DOCUMENT SEGMENT ->
<<<<

We then cultivated the three strains in liquid LBC for fluorescence and visual inspection of the cell pellet. Different tests wer performed: with or without aTc, with or without IPTG for the negative control (no RFP in the strain), the positive control (Plac with RFP) and the riboregulator at 30°C or at 37°C.

At 37°C, with aTc and IPTG, the promoter with the riboregulator is induced. In comparaison to 37°C, at 30°C, the phenotype of the induction is not clear; it can be because the secondary structure is to strong, then the ribosome binding site of the RFP is sequestered.

The leak of the Plac promoter is lower with the riboregulator than without (comparison with the positive control). This conclusion has been confirmed with induction by IPTG.

With aTc and without IPTG, in theory, the leak of the Plac promoter is revelate, because with aTc the ribosome binding site is released. But, the expression of RFP is still higher with the positive control. Nevertheless, the different with the positive control is smaller with aTc.

>>>>

ENTRIES SHOWN ->
<<<<

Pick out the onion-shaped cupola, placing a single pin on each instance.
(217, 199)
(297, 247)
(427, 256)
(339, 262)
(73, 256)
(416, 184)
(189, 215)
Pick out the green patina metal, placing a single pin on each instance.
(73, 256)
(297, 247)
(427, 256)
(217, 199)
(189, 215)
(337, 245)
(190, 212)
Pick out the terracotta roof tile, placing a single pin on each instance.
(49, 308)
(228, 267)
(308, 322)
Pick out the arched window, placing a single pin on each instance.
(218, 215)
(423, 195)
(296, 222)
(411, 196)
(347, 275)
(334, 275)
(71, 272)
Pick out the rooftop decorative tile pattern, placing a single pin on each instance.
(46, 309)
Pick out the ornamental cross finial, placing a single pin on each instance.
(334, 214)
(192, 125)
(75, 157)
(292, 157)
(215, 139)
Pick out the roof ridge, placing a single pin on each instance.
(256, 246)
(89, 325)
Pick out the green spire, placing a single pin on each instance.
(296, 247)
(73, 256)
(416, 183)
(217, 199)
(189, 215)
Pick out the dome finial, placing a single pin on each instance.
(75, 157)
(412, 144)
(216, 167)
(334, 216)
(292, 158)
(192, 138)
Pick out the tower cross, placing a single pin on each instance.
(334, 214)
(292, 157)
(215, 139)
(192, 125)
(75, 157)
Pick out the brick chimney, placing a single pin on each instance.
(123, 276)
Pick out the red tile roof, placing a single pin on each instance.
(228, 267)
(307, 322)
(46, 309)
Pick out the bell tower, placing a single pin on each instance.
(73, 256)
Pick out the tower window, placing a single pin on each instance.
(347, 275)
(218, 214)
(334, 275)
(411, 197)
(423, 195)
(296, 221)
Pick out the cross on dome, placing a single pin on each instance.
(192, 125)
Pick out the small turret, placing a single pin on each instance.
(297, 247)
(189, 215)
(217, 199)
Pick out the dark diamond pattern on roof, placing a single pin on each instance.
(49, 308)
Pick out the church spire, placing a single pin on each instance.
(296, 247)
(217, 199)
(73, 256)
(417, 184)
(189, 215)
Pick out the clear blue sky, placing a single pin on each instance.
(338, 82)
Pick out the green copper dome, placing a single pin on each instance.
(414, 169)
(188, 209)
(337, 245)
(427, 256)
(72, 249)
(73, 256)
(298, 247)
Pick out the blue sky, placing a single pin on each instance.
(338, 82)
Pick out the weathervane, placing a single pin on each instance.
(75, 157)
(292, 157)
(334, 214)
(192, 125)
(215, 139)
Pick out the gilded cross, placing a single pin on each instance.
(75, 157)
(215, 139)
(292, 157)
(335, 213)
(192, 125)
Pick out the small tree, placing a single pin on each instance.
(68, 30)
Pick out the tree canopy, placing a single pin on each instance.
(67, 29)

>>>>

EXERCISE ->
Output the complete text on the riboregulator and RFP expression tests again, word for word and unchanged.

ANSWER SPACE ->
We then cultivated the three strains in liquid LBC for fluorescence and visual inspection of the cell pellet. Different tests wer performed: with or without aTc, with or without IPTG for the negative control (no RFP in the strain), the positive control (Plac with RFP) and the riboregulator at 30°C or at 37°C.

At 37°C, with aTc and IPTG, the promoter with the riboregulator is induced. In comparaison to 37°C, at 30°C, the phenotype of the induction is not clear; it can be because the secondary structure is to strong, then the ribosome binding site of the RFP is sequestered.

The leak of the Plac promoter is lower with the riboregulator than without (comparison with the positive control). This conclusion has been confirmed with induction by IPTG.

With aTc and without IPTG, in theory, the leak of the Plac promoter is revelate, because with aTc the ribosome binding site is released. But, the expression of RFP is still higher with the positive control. Nevertheless, the different with the positive control is smaller with aTc.